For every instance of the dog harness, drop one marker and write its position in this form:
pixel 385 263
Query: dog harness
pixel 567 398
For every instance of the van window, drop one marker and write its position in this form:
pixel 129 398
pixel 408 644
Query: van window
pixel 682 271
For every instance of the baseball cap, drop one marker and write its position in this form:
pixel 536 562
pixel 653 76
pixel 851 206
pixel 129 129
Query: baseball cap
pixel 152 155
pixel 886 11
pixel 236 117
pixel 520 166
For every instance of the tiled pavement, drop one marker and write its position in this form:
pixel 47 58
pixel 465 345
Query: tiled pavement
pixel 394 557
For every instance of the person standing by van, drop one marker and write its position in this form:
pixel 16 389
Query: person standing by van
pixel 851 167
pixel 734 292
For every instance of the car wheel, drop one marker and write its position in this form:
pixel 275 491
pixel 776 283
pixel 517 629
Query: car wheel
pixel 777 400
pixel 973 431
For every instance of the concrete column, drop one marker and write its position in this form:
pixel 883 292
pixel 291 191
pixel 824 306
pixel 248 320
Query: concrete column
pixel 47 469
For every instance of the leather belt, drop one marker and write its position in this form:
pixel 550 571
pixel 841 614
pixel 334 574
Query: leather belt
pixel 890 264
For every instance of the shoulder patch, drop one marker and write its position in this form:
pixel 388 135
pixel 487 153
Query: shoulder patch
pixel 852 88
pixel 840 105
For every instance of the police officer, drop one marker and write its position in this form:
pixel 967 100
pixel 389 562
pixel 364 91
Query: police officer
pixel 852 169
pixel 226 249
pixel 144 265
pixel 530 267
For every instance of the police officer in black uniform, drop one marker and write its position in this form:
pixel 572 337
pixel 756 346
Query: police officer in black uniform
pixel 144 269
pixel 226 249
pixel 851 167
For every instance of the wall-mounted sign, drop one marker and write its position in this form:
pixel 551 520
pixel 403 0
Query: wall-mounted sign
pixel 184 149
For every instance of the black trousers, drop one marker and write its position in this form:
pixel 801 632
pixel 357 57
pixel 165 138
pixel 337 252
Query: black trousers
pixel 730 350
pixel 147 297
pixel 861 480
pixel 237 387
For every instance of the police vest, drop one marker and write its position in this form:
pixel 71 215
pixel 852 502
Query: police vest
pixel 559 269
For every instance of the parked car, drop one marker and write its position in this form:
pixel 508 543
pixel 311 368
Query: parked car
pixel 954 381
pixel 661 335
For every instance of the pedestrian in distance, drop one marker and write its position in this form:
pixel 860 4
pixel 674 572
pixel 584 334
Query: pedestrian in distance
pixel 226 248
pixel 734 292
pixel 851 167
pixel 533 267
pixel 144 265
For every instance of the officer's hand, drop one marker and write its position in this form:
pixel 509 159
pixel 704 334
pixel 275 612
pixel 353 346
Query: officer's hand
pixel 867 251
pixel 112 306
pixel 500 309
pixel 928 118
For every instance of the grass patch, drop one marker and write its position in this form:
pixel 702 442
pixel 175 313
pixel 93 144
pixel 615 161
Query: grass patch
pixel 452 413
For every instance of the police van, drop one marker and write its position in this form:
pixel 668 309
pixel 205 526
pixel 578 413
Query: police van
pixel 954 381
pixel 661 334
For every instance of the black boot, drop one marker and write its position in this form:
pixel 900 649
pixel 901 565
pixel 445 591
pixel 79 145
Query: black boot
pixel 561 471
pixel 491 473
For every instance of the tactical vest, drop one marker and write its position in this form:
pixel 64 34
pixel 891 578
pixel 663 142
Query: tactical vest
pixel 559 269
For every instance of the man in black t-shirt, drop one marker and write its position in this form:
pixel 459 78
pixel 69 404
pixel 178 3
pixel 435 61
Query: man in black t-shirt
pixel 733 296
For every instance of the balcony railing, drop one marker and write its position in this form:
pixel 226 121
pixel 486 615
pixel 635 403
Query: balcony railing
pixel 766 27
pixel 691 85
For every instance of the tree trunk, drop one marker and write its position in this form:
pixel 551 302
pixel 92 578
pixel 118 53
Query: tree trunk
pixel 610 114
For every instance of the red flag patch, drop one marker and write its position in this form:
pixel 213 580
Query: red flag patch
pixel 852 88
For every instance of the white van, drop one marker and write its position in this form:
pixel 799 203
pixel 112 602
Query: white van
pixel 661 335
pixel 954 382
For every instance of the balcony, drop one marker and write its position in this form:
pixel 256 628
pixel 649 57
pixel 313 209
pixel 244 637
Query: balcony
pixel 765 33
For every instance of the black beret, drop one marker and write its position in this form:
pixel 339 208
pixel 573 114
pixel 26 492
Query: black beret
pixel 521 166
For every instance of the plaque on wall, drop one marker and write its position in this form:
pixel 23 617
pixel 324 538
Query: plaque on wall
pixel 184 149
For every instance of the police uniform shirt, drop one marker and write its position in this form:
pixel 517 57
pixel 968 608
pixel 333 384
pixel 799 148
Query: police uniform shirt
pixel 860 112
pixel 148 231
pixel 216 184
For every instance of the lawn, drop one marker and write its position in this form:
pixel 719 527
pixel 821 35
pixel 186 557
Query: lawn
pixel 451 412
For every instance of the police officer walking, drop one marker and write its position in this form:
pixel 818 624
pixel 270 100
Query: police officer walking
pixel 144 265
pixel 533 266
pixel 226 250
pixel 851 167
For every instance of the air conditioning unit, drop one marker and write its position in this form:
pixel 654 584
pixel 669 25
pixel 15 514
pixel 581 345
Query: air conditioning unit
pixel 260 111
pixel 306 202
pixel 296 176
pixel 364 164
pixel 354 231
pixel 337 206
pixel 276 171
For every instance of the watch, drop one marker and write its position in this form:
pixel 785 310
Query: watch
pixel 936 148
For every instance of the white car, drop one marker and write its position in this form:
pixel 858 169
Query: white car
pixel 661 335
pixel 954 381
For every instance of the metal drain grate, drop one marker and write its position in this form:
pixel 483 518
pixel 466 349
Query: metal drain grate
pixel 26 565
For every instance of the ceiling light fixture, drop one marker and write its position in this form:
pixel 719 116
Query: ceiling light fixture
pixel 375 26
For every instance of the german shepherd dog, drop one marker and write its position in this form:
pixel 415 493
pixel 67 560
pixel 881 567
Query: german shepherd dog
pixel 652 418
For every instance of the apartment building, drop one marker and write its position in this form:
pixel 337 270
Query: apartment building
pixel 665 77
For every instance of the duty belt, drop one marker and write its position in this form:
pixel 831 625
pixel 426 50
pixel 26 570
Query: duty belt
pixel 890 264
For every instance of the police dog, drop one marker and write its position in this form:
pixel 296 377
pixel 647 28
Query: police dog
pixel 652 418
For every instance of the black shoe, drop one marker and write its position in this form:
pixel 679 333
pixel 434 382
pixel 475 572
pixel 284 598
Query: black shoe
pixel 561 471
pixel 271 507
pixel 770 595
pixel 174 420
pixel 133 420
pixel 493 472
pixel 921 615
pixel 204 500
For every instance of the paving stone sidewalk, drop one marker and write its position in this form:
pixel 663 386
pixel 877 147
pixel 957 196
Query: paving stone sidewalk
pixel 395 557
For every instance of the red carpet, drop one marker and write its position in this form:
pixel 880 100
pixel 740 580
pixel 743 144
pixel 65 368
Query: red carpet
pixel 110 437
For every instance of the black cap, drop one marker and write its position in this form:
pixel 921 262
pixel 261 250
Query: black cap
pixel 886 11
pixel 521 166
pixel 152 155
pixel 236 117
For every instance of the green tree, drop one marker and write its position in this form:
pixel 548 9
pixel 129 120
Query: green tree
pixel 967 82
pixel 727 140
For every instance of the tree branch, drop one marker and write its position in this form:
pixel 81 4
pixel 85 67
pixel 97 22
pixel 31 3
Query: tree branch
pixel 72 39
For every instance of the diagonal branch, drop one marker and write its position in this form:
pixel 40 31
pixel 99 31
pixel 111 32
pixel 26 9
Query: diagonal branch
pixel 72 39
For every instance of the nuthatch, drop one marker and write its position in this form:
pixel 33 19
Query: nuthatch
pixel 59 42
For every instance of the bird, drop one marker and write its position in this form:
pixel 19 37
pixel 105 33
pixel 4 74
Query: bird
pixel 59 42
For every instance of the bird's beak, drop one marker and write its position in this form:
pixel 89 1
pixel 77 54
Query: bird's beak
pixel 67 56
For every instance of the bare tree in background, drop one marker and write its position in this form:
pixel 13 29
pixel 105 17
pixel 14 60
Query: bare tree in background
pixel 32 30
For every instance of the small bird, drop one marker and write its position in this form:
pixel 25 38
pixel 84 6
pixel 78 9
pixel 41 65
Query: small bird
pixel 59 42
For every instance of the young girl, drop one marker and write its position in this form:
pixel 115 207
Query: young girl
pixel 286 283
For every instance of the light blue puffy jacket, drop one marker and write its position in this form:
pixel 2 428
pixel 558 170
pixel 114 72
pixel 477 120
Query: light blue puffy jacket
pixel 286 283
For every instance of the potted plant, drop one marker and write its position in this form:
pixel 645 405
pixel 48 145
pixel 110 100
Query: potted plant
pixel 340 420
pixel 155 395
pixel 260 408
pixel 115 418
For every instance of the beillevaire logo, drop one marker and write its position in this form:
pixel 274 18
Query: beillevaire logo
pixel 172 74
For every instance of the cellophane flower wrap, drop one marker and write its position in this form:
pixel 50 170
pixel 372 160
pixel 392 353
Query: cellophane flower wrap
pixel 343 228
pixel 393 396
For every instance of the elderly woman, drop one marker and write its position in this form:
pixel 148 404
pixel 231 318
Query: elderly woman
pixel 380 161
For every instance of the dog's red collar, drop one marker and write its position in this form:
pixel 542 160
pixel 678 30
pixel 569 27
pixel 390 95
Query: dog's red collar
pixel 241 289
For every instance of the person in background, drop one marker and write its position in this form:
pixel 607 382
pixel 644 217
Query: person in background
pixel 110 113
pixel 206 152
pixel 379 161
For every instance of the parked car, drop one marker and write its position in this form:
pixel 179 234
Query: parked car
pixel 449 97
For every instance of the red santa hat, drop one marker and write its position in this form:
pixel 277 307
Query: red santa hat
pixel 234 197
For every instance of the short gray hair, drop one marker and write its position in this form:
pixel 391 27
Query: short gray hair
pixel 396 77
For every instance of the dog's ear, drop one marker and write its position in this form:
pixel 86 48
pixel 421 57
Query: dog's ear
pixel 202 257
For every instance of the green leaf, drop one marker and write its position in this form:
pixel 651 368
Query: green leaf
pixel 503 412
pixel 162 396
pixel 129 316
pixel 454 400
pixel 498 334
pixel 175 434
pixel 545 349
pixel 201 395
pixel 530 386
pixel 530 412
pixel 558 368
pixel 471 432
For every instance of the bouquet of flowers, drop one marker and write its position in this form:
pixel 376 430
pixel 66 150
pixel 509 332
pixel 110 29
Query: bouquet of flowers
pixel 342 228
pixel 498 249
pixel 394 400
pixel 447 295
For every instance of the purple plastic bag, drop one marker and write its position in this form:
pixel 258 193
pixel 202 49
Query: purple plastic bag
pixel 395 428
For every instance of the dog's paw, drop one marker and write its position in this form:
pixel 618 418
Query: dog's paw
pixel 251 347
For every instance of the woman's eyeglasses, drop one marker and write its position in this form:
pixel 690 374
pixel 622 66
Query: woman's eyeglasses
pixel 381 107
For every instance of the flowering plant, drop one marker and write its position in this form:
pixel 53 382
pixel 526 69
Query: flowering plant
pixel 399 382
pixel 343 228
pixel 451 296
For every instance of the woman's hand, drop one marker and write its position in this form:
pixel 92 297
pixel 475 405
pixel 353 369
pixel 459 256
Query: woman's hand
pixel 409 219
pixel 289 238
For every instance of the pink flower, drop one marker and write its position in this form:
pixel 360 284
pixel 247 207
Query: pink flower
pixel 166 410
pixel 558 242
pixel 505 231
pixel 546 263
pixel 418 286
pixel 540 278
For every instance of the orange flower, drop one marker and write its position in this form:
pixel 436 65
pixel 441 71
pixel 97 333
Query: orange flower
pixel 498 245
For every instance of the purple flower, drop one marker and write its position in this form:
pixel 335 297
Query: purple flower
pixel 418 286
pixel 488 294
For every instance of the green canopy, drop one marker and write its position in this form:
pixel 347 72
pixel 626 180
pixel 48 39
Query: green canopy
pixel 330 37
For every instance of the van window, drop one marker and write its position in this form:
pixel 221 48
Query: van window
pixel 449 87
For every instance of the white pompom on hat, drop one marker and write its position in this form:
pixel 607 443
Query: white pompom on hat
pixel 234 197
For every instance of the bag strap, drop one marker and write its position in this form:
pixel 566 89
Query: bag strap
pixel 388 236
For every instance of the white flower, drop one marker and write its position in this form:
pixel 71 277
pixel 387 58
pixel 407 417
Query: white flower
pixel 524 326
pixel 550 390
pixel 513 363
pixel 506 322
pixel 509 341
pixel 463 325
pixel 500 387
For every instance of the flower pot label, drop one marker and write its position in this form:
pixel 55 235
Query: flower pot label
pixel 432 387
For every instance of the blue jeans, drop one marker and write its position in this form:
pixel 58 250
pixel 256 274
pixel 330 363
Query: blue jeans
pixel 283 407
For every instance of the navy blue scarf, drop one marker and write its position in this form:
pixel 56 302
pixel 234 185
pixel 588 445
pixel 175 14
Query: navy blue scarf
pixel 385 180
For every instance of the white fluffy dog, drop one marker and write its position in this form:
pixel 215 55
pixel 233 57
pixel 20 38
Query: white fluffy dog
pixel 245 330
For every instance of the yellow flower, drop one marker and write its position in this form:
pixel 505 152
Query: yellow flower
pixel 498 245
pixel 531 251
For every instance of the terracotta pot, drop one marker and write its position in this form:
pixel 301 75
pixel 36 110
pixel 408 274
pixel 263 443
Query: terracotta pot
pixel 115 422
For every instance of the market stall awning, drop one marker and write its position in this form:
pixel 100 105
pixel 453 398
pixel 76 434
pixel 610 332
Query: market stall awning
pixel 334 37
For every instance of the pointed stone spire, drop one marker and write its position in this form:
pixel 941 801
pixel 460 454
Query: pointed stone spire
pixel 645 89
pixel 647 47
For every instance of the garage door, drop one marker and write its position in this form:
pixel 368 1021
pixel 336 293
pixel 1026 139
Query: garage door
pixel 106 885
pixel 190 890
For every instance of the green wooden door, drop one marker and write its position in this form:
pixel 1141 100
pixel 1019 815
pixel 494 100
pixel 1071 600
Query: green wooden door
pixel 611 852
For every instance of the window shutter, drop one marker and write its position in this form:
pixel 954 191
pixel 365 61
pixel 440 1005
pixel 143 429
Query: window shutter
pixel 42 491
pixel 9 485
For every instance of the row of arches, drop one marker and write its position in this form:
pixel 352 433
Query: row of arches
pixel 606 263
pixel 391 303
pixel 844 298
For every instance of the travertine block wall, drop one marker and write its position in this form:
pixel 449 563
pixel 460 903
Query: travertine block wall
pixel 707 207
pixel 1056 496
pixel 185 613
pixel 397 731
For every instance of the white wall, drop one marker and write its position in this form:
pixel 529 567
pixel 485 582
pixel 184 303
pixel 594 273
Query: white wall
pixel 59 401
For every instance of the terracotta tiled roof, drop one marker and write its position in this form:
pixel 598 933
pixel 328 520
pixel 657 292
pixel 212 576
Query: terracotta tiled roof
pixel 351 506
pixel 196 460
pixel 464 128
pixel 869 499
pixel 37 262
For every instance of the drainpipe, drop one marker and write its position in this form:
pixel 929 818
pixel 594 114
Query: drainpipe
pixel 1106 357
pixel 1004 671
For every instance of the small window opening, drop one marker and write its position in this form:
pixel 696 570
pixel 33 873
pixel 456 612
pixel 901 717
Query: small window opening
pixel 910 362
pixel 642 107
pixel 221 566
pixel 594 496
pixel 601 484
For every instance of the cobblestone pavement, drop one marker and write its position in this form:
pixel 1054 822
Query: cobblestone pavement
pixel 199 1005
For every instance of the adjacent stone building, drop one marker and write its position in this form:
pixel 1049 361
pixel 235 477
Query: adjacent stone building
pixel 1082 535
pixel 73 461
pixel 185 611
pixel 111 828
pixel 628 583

········

◆ Assignment:
Please copy, exactly as written, every line in the listing above from the line with "pixel 824 306" up to and including the line with "pixel 578 413".

◆ Solution to this exercise:
pixel 824 306
pixel 248 320
Query: concrete column
pixel 47 469
For every instance of the leather belt, drop one marker and write its position in this form:
pixel 550 571
pixel 841 614
pixel 334 574
Query: leather belt
pixel 890 264
For every instance of the shoulder patch, drop one marker and write its position in this form:
pixel 388 135
pixel 487 153
Query: shoulder patch
pixel 852 88
pixel 840 105
For every instance of the police officer, drop one marker and write its position in this form:
pixel 967 100
pixel 389 562
pixel 364 91
Query: police officer
pixel 852 169
pixel 226 249
pixel 144 265
pixel 530 267
For every instance of the police officer in black uniform, drop one marker and write its position in this form:
pixel 572 337
pixel 756 346
Query: police officer in black uniform
pixel 144 269
pixel 226 249
pixel 851 167
For every instance of the wall-mounted sign, drop one marker and write its position in this form:
pixel 551 520
pixel 403 0
Query: wall-mounted sign
pixel 184 149
For every instance of the black trousers, drop one marker and write its position in this form:
pixel 801 632
pixel 357 57
pixel 165 138
pixel 337 252
Query: black trousers
pixel 730 350
pixel 147 297
pixel 861 480
pixel 237 387
For every instance of the police vest, drop one marker and write its position in this form:
pixel 71 215
pixel 852 502
Query: police vest
pixel 559 269
For every instance of the parked car, drop one marker and write its position in this form:
pixel 508 543
pixel 311 368
Query: parked car
pixel 954 381
pixel 661 335
For every instance of the pedestrian in distance, drop one marker and write its position in this form:
pixel 860 4
pixel 674 572
pixel 584 334
Query: pedestrian in distance
pixel 226 248
pixel 734 292
pixel 851 167
pixel 533 267
pixel 144 265
For every instance of the officer's hand, drop one marker and write its position in this form:
pixel 509 159
pixel 704 334
pixel 275 612
pixel 353 346
Query: officer's hand
pixel 867 251
pixel 112 306
pixel 500 309
pixel 928 118
For every instance of the grass patch, drop one marker and write its position in this form:
pixel 702 442
pixel 175 313
pixel 93 144
pixel 615 161
Query: grass patch
pixel 452 413
For every instance of the police van, drop one marker and write its position in this form:
pixel 668 309
pixel 205 526
pixel 578 413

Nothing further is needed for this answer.